== Directions for this task ==
Put the lines starting with the line containing "segment --target stainless" and going on through the line containing "357L477 358L469 364L467" into a two-column CSV headed request and answer. Give one row per request, with its text and its answer each in a single quoted field and line breaks turned into spaces.

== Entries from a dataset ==
/---

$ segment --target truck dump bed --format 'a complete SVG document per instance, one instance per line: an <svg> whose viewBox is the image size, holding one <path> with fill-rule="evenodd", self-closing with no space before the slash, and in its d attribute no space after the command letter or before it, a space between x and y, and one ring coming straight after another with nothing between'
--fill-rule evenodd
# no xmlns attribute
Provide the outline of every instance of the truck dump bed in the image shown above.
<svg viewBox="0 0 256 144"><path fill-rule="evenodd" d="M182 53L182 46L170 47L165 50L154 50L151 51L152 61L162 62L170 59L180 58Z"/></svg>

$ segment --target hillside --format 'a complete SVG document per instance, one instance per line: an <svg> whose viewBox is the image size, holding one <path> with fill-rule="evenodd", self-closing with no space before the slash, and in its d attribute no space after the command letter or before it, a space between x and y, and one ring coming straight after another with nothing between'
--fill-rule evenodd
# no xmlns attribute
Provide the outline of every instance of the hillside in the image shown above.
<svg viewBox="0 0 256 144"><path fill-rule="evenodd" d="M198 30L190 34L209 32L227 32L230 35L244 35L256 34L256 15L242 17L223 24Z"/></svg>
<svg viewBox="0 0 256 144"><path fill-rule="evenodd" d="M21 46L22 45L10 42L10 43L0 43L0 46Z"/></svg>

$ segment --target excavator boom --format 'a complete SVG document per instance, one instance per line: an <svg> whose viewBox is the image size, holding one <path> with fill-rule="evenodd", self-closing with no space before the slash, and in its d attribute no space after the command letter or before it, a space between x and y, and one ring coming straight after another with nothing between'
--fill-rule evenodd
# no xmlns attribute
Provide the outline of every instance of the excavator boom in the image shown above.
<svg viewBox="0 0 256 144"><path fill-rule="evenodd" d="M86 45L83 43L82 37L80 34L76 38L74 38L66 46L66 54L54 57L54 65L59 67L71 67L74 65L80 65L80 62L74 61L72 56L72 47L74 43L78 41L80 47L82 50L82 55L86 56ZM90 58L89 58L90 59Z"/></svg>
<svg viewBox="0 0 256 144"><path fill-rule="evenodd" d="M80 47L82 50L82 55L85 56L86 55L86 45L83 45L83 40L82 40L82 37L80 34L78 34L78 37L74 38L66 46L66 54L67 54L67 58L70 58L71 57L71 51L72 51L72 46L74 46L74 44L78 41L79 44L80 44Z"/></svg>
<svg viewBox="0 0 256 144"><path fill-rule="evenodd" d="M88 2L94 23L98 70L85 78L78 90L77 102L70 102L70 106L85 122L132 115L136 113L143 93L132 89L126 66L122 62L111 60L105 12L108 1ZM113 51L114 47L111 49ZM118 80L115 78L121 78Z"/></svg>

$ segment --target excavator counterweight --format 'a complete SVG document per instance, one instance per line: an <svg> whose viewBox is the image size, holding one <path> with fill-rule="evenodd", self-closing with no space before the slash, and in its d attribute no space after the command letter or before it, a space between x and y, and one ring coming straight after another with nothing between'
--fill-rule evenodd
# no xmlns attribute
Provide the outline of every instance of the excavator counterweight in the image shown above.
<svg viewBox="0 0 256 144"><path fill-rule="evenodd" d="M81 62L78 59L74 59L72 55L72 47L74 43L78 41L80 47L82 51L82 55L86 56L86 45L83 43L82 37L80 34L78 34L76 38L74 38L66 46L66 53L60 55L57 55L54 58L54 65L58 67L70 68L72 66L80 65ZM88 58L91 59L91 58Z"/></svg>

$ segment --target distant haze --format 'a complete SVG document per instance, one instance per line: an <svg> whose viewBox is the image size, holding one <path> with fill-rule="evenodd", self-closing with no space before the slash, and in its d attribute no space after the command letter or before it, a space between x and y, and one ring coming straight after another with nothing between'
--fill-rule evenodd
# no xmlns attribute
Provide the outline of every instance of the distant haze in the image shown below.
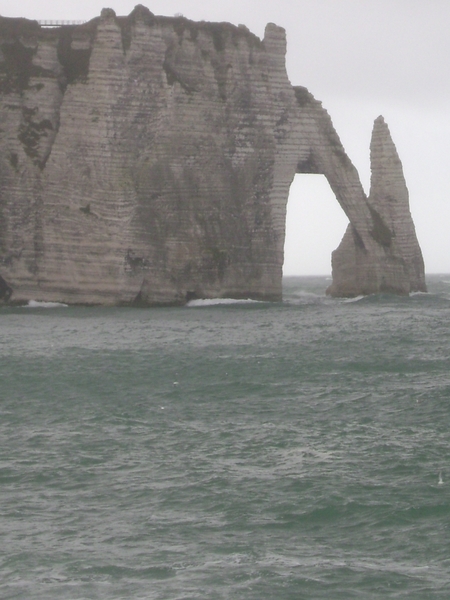
<svg viewBox="0 0 450 600"><path fill-rule="evenodd" d="M133 0L0 0L0 14L89 20ZM382 114L403 163L429 273L450 272L450 2L446 0L154 0L155 14L287 31L287 69L323 102L370 186L369 144ZM286 274L331 272L347 219L322 176L296 176L288 203Z"/></svg>

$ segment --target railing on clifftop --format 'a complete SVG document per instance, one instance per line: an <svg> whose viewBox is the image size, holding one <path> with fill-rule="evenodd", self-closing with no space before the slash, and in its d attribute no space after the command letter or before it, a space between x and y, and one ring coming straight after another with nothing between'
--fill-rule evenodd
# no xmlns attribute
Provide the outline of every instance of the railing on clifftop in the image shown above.
<svg viewBox="0 0 450 600"><path fill-rule="evenodd" d="M86 21L38 21L41 27L62 27L63 25L83 25Z"/></svg>

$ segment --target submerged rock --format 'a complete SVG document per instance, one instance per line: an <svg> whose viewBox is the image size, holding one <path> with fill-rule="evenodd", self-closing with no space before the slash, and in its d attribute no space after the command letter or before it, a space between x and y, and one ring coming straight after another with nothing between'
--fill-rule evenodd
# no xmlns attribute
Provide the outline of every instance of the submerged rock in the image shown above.
<svg viewBox="0 0 450 600"><path fill-rule="evenodd" d="M387 127L367 198L321 103L290 84L282 28L260 40L138 6L55 29L0 18L0 51L0 293L8 281L15 302L280 300L296 173L324 174L350 221L329 293L425 289Z"/></svg>

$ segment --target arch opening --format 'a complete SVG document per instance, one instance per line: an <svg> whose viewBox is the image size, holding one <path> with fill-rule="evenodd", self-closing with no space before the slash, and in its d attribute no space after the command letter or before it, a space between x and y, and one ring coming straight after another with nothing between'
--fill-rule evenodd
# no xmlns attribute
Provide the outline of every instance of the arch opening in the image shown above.
<svg viewBox="0 0 450 600"><path fill-rule="evenodd" d="M331 253L348 223L324 175L295 175L287 203L283 276L331 275Z"/></svg>

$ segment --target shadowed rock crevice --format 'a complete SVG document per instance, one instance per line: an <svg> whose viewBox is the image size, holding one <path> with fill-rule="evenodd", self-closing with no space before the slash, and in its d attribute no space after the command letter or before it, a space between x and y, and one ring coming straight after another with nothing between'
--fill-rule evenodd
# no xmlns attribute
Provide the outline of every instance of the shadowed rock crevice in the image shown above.
<svg viewBox="0 0 450 600"><path fill-rule="evenodd" d="M56 29L0 18L0 50L3 302L281 300L296 173L324 174L350 221L330 294L425 289L386 124L367 198L322 104L290 83L282 28L260 40L138 6Z"/></svg>

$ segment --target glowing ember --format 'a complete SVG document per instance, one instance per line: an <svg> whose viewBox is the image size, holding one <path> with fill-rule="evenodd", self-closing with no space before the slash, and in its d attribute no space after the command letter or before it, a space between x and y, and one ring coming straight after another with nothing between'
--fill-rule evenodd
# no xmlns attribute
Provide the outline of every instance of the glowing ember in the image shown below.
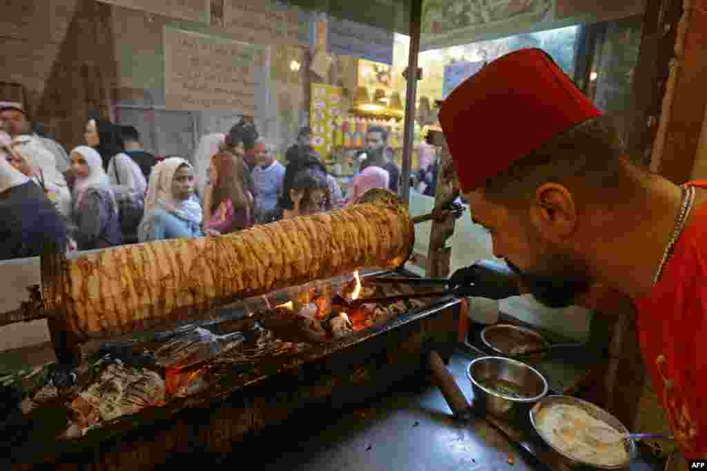
<svg viewBox="0 0 707 471"><path fill-rule="evenodd" d="M351 299L358 299L358 297L361 296L361 278L358 277L358 270L356 270L354 272L354 278L356 279L356 287L354 288L354 292L351 293Z"/></svg>
<svg viewBox="0 0 707 471"><path fill-rule="evenodd" d="M286 302L286 303L284 303L283 304L280 304L279 306L276 306L275 309L287 309L288 311L294 311L295 310L295 304L293 302L292 302L291 301L288 301L287 302Z"/></svg>
<svg viewBox="0 0 707 471"><path fill-rule="evenodd" d="M346 323L348 323L348 324L351 324L351 319L349 318L349 316L346 316L346 313L341 312L341 317L343 317L344 320L346 321Z"/></svg>

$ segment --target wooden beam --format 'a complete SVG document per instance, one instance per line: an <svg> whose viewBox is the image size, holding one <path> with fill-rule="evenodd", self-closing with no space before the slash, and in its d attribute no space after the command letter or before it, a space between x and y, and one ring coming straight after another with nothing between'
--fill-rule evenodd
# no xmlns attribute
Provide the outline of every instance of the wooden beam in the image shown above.
<svg viewBox="0 0 707 471"><path fill-rule="evenodd" d="M686 1L679 21L665 30L675 40L652 167L682 184L692 174L707 107L707 0Z"/></svg>

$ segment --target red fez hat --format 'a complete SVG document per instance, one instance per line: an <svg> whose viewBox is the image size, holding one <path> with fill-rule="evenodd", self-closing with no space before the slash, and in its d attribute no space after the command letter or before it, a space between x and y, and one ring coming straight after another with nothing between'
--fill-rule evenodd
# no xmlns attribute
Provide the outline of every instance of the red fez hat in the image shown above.
<svg viewBox="0 0 707 471"><path fill-rule="evenodd" d="M553 136L601 114L539 49L490 62L439 112L463 191L472 191Z"/></svg>

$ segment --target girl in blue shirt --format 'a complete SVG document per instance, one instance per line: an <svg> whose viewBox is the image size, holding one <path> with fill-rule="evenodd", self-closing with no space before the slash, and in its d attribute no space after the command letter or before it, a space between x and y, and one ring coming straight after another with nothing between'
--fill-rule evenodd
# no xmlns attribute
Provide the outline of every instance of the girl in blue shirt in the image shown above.
<svg viewBox="0 0 707 471"><path fill-rule="evenodd" d="M219 235L201 232L201 207L194 196L194 168L187 160L170 157L150 174L145 215L138 228L141 242L164 239Z"/></svg>

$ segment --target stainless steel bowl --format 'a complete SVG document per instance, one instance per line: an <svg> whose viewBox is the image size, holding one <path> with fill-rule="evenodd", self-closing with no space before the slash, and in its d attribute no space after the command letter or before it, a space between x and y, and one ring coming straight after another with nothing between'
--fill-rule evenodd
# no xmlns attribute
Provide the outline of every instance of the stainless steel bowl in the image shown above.
<svg viewBox="0 0 707 471"><path fill-rule="evenodd" d="M530 350L549 347L545 338L534 330L513 324L496 324L481 330L481 342L495 353L504 357L514 357L510 352L514 347L522 345ZM520 355L518 355L520 357ZM529 355L522 359L533 363L542 358L542 354Z"/></svg>
<svg viewBox="0 0 707 471"><path fill-rule="evenodd" d="M505 357L477 358L469 364L467 376L474 390L474 407L484 407L489 414L503 419L525 415L547 394L547 380L542 374L525 363ZM489 379L513 383L523 398L506 395L482 385Z"/></svg>
<svg viewBox="0 0 707 471"><path fill-rule="evenodd" d="M628 452L629 458L626 463L620 463L613 466L600 466L598 465L595 465L590 463L586 463L585 461L579 460L574 457L568 455L561 450L558 449L550 443L550 441L543 435L542 432L537 427L537 415L541 410L545 407L549 407L553 405L556 405L559 404L569 404L571 405L574 405L576 407L582 407L584 409L588 414L591 415L595 419L597 420L601 420L602 422L607 424L610 427L613 427L620 434L628 434L629 430L624 427L624 424L621 423L618 419L615 417L604 410L597 405L595 405L591 403L588 403L585 400L582 400L581 399L578 399L577 398L573 398L568 395L549 395L544 398L540 402L536 404L530 410L529 412L530 415L530 423L532 424L533 429L537 432L537 434L540 436L540 438L547 443L548 446L554 450L561 457L562 457L563 461L572 467L578 467L580 466L589 466L590 467L593 467L600 470L618 470L622 467L625 467L630 463L633 459L636 458L636 455L637 453L637 447L636 446L636 442L633 440L626 439L624 441L624 445L626 446L626 450Z"/></svg>

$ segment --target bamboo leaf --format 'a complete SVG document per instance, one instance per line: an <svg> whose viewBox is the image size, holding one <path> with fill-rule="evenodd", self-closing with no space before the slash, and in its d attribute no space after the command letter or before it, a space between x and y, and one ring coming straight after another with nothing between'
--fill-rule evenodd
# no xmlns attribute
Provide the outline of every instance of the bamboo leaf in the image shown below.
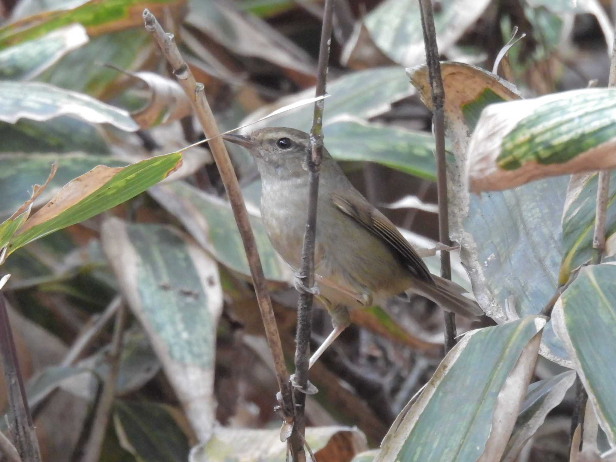
<svg viewBox="0 0 616 462"><path fill-rule="evenodd" d="M5 49L0 51L0 80L29 80L88 40L83 26L72 24Z"/></svg>
<svg viewBox="0 0 616 462"><path fill-rule="evenodd" d="M171 227L112 218L103 224L102 239L189 421L206 439L215 418L216 333L222 309L216 262Z"/></svg>
<svg viewBox="0 0 616 462"><path fill-rule="evenodd" d="M599 424L616 445L616 265L582 268L556 302L552 318L588 393Z"/></svg>
<svg viewBox="0 0 616 462"><path fill-rule="evenodd" d="M49 120L70 115L93 123L108 123L126 131L138 129L125 111L87 95L38 82L0 81L0 121L23 118Z"/></svg>
<svg viewBox="0 0 616 462"><path fill-rule="evenodd" d="M450 237L461 246L473 294L486 314L498 323L537 314L558 286L567 179L550 178L480 197L469 194L468 147L480 114L492 103L520 97L511 83L483 69L450 62L441 67L445 133L455 155L447 166L448 174L456 179L448 182ZM407 71L424 103L431 108L427 68ZM551 322L544 329L540 352L571 367Z"/></svg>
<svg viewBox="0 0 616 462"><path fill-rule="evenodd" d="M9 241L6 256L29 242L134 197L175 171L181 159L179 153L171 153L127 167L95 167L67 184L30 217Z"/></svg>
<svg viewBox="0 0 616 462"><path fill-rule="evenodd" d="M529 316L468 333L398 416L375 462L498 460L534 370L545 322Z"/></svg>

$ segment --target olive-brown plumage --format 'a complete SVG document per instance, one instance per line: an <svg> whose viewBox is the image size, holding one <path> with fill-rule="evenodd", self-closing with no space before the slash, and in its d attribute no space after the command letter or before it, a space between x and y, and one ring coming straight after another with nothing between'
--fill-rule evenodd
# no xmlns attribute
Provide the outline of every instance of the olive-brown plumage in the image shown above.
<svg viewBox="0 0 616 462"><path fill-rule="evenodd" d="M225 135L246 147L261 175L261 216L276 251L297 272L307 218L310 151L307 133L276 127ZM351 185L326 149L319 177L315 251L317 298L336 328L310 359L348 325L347 309L383 302L405 291L472 320L483 314L464 290L430 274L394 224ZM301 286L298 282L296 285Z"/></svg>

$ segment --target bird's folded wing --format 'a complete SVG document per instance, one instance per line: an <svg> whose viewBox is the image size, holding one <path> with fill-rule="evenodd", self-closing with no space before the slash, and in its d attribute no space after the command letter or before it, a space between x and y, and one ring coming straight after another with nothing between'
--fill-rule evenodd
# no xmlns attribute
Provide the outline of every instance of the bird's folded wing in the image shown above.
<svg viewBox="0 0 616 462"><path fill-rule="evenodd" d="M332 194L334 205L375 235L382 239L398 254L414 275L433 282L432 275L417 252L398 231L394 224L359 195Z"/></svg>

\---

== Exercise result ==
request,answer
"$ segment --target stainless steel bowl --format 'a complete SVG document per instance, one instance per line: an <svg> whose viewBox is the image size, holding one <path> with fill-rule=""evenodd"", self-closing with no space before the slash, and in its d attribute no space after the command letter or before it, a space between x and y, and one ring coming straight after another with nothing between' --fill-rule evenodd # no xmlns attribute Provide the outline of every instance of the stainless steel bowl in the image shown above.","<svg viewBox=""0 0 707 471""><path fill-rule=""evenodd"" d=""M530 350L549 347L545 338L534 330L513 324L496 324L481 330L481 342L495 353L504 357L514 357L510 352L514 347L522 345ZM520 355L518 355L520 357ZM529 355L522 359L533 363L542 358L542 354Z""/></svg> <svg viewBox=""0 0 707 471""><path fill-rule=""evenodd"" d=""M505 357L477 358L469 364L467 376L474 390L474 407L484 407L489 414L503 419L525 415L547 394L547 380L542 374L525 363ZM489 379L513 383L523 398L506 395L482 385Z""/></svg>"